[What you need to do]:
**1.** Turn the paragraph below beginning "A breeding pair of war dogs" in the Dwarf Fortress tips into a short bulleted list that keeps its main facts.
**2.** Carry on the Dwarf Fortress tips below, starting right after their final sentence.

== Extract provided ==

I'm visiting in-laws for Christmas so instead of playing Dwarf Fortress I've been wanting to write up a list of 🔥HOT🔥STRATS🔥 that I've learned since the Steam release. This will be spoiler-free for major surprises but it may prevent certain aspects of !!FUN!! from taking place.
Embark Location Tips
Some options for picking an embark location can be a little mysterious! Here's some general info I found relevant:
- The list of races with their distance determines if you'll be visited by said race. Elves send caravans in the spring, humans send in the summer, your own dwarf civ sends in autumn, and goblins, uh, don't send caravans
- For steel you must have both Iron and Flux Stone Layer present
- For farming you want soil, sand, or clay. These layers also can make it faster to get started underground because they can be mined out much quicker than stone.
- A lot of things that you typically build with wood can be built with other materials but certain things REQUIRE wood, like beds. If you are embarking someplace with little to no trees be aware of that!
- Aquifers are very common but doesn't necessarily need to be a deal breaker like I was lead to believe.
- Light aquifers are pretty easily dealt with.
- All an aquifer means is a tile that periodically spawns water.
- Light aquifers trickle water very slowly
- If you smooth the walls of the aquifer they will stop. If you want to punch through an aquifer layer, dig stairs down one layer, smooth the walls around the stairs, repeat until you're on a z level that isn't leaky.
- If you want to use magma furnaces right off the bat just make sure a volcano overlaps with your embark area.
- If the area contains saltwater you will get a warning and this means ALL water on the map even from aquifers will be undrinkable. This is scary but overcome-able! Two things:
- Dwarves don't need water if they're un-injured.
- Salt Water drawn from a well is drinkable in this version from my testing. I did not ultimately need to follow the desalination guide on the wiki and indeed it didn't work.
Embark Loadout Tips
What do bring is subjective! But here some useful things I learned.
- A breeding pair of war dogs is a nice line of defense for some of the earliest annoying dangers at the mouth of the fort. They don't need food and will continue to procreate so you can have a doberman squad! Bringing regular dogs is cheaper and you can instantly train them to war dogs.

===
== Information given ==

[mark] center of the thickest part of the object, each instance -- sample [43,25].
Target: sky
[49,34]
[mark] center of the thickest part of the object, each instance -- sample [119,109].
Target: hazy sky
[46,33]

===

[The answers]:
**1.**
- A breeding pair of war dogs helps defend the fort's entrance against some of the earliest dangers.
- They need no food.
- They keep breeding, so you can build up a whole squad of them.
- Regular dogs cost less and can be trained into war dogs right away.

**2.**
- Bring a breeding pair of cats to take care of vermin automatically. For cats and dogs you need to pay attention to when new ones are born. From the creatures/livestock menu you can mark for slaughter or geld if you have a butcher's shop. Geld all but 2 males and make puppy stew if the population gets too big!
- You can use nest boxes to collect eggs from birds. You could use chickens but why do that when you can use turkeys! Turkeys lay way more eggs, provide more meat when slaughtered, and even provides a hide for leather!
- Grazing animals require that they are pastured on grass by creating a pasture zone outside and assigning the animals. This includes animals like reindeer, yaks, and cavies, but it doesn't include pigs! Pigs don't need food and will live and procreate quite happily in a hole in the ground. Bring a breeding pair for a tasty source of bacon, hides, and milk!
- The default item loadout has things like crutches, stepladders, and wheelbarrows. You can save a ton of points by just throwing down carpentry and crafting stations and making them yourself. If you're going someplace with low wood, embarking with 25 logs is cheaper than bringing a wheelbarrow!
- Silk is cheaper to bring than cloth, literally half as much. Replace those 5 cloth bags with 10 silk ones!
Getting Going: Settings
Before unpausing there are a few settings I always go for:
- Under Labor->Standing Orders->Other there's a setting for Everybody Harvests. YMMV but this lead to my limited dwarf labor bandwidth getting eaten up by everyone harvesting. I set this to planters only. I set it back to everyone harvests after I get a few migrant waves!
- Under Kitchen, I disable plants from being used in cooking. Plump Helmets, when cooked, provide no seeds, which will delete your farming ambitions. I also disable drinks from being used in meals until I have a reliable drink income.
- Under Labor, I assign two dwarves to be dedicated planters. Getting farm plots going is an early goal.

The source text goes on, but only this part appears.